Requirements – Reproduce the stretch from the start of the material below through the line containing "[[123, 58]]", with "marker" swapped for "pin" throughout and everything else left untouched. Output only that stretch.

Records to process –
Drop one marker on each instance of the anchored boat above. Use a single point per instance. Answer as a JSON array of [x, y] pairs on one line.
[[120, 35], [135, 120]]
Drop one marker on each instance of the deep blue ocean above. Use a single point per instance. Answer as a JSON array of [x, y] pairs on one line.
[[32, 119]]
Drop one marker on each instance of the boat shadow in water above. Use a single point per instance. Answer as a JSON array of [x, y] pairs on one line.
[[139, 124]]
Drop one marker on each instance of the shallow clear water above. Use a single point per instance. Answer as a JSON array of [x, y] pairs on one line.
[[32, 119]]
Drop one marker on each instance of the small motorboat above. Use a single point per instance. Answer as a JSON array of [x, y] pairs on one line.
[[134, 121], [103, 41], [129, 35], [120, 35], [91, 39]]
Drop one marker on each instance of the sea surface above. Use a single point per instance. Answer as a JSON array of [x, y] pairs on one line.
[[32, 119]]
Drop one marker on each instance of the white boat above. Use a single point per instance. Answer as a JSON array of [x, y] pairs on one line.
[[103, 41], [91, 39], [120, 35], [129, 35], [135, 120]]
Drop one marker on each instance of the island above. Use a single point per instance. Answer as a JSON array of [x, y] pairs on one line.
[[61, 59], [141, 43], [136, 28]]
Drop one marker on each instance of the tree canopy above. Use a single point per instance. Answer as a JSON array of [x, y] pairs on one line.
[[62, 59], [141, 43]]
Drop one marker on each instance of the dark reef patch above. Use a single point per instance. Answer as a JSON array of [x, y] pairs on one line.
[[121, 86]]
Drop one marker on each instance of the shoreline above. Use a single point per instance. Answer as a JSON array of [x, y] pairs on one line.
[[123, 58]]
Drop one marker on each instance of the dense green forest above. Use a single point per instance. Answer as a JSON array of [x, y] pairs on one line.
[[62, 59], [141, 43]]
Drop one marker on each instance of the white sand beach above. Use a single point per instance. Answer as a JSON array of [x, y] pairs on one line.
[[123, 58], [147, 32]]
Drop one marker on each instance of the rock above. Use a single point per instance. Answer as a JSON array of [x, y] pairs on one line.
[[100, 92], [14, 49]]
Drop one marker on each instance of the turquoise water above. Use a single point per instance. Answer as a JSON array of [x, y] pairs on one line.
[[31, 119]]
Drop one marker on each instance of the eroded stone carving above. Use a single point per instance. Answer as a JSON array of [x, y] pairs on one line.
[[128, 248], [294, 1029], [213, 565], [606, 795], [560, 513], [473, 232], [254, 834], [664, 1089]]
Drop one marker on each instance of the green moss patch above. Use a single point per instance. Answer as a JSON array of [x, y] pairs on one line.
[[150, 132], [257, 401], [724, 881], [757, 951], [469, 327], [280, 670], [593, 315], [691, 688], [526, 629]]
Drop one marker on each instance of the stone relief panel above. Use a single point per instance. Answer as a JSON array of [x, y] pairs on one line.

Expected answer –
Drop one pin on each instance of the anchored boat above. Use a single point per instance. Answer as a JSON array of [x, y] pairs on one line.
[[120, 35], [135, 120]]
Drop one pin on each instance of the deep blue ocean above. Use a single point per instance. Answer as a JSON array of [x, y] pairs on one line.
[[32, 119]]
Drop one pin on each instance of the boat shadow in water above. Use a single point per instance. Answer as a JSON array of [x, y] pairs on one line.
[[139, 124]]
Drop one pin on each instance of the shallow clear water above. Use a single point per instance. Answer as a JSON array of [x, y] pairs on one line.
[[32, 119]]
Drop one pin on each instance of the small motorboat above. Use a single point per instance. Answer as a JSON array of [x, y] pairs on one line.
[[134, 121], [103, 41], [129, 35], [120, 35], [91, 39]]
Drop one pin on each instance of the sea surface above. Use a single point per instance. Answer as a JSON array of [x, y] pairs on one line.
[[32, 119]]
Drop one pin on each instance of the white boat above. Use a single point per instance. Answer as a JSON array of [x, y] pairs on one line.
[[103, 41], [91, 39], [120, 35], [129, 35], [135, 120]]
Drop one pin on each instance of the island above. Use a single point per instance. Answer as a JSON array of [x, y] pairs on one line.
[[61, 59], [141, 43], [136, 28]]
Drop one pin on each instance of the tree canopy above. Use a single point per instance. Answer as a JSON array of [x, y] pairs on one line.
[[62, 59], [141, 43]]
Drop one pin on each instance of the dark reef patch above. Use a single point per instance. Answer as a JSON array of [x, y] pairs on one line.
[[121, 86]]
Drop one pin on each instance of the shoreline above. Use a single point per instance. Answer as a JSON array of [x, y] pairs on one line.
[[123, 58]]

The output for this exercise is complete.